Source: AdAge.com
FOREIGN NEWS NEWS TRENDS

AI COPYRIGHT RULING COULD POSE ISSUES FOR AGENCIES AND BRANDS

23. 3. 2023
New guidance from the U.S. Copyright Office could prevent marketers from claiming ownership of their work

Brands and agencies are dealing with thorny issues around who owns work generated by AI, and the answer could be nobody. While these entanglements are being worked out, advertisers are having a hard time navigating the new world of AI.

Last week, the U.S. Copyright Office said content that is mainly generated by artificial intelligence cannot be protected by copyright. This means that marketers using generative AI tools like ChatGPT and DALL-E to carry out creative work do not necessarily own that work. From original copy to digital artwork to actual video advertisements, the right for agencies and brands to claim authorship of this material, and thus prevent third-party reproduction, is now in question.

Although the Copyright Office is not a legal body, it is in charge of reviewing and approving copyright applications. Each application will be viewed on a case-by-case basis, and for those having to do with AI, the body’s decision will ultimately come down to how large a role the AI played in the creation of the content.

“If AI is being used as an instrument, like a pencil, there is some wiggle room,” said Ryan Meyer, a partner at law firm Dorsey & Whitney who specializes in intellectual property rights. A similar example, given by the Copyright Office in its guidance issued last week, is that of a camera: Photographs can be copyrighted because they are “representatives of original intellectual conceptions of the author.”

-----

• Task to complete: Continue the article on the AI copyright ruling from where it stops. The data that comes next is separate from the article and unrelated to it.

Stored items:

-----

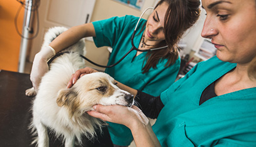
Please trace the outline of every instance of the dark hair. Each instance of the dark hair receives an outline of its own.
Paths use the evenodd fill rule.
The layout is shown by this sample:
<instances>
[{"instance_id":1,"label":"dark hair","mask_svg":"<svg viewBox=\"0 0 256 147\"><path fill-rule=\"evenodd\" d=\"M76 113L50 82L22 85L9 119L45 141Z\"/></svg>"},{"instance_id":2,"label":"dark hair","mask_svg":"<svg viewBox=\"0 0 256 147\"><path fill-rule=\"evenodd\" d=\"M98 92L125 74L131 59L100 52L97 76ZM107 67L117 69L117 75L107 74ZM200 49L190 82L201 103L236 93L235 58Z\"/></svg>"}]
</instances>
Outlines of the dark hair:
<instances>
[{"instance_id":1,"label":"dark hair","mask_svg":"<svg viewBox=\"0 0 256 147\"><path fill-rule=\"evenodd\" d=\"M148 52L145 60L147 63L142 68L143 73L151 68L156 68L157 63L167 59L165 66L173 64L179 58L177 43L184 32L191 27L198 19L200 15L199 0L161 0L155 9L166 3L169 4L164 18L164 34L165 40L162 41L153 48L167 45L167 49Z\"/></svg>"}]
</instances>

-----

• Response to the task:
Generative AI seemingly blurs the lines between who is responsible for intellectual conception. In some cases, the Copyright Office says it views prompting a bot as similar to commissioning an artist, whereby the commissioner may offer instructions, but the artist actually implements those parameters into an output, and is thus its more approximate creator. To this end, the artist would earn copyright protections—although if the artist is indeed an AI bot, then no protections would be extended to either party, because they only apply to human creativity.

That’s not to say all prompts are equivalent to commissioning an artist. There is a difference, Meyer said, between a copywriter generating a script on ChatGPT from a complex, descriptive idea and a loosely correlated jumble of words. The Copyright Office will determine the significance of this distinction, as well as that of other confounding factors.

Ilinca Barsan, director of data science at Wunderman Thompson, is not surprised by the Copyright Office’s position, noting that AI tools are a mechanism for ideation, not market-ready content.

“I think this is just another reminder for you to disclose that you’re using these technologies in your work,” she said.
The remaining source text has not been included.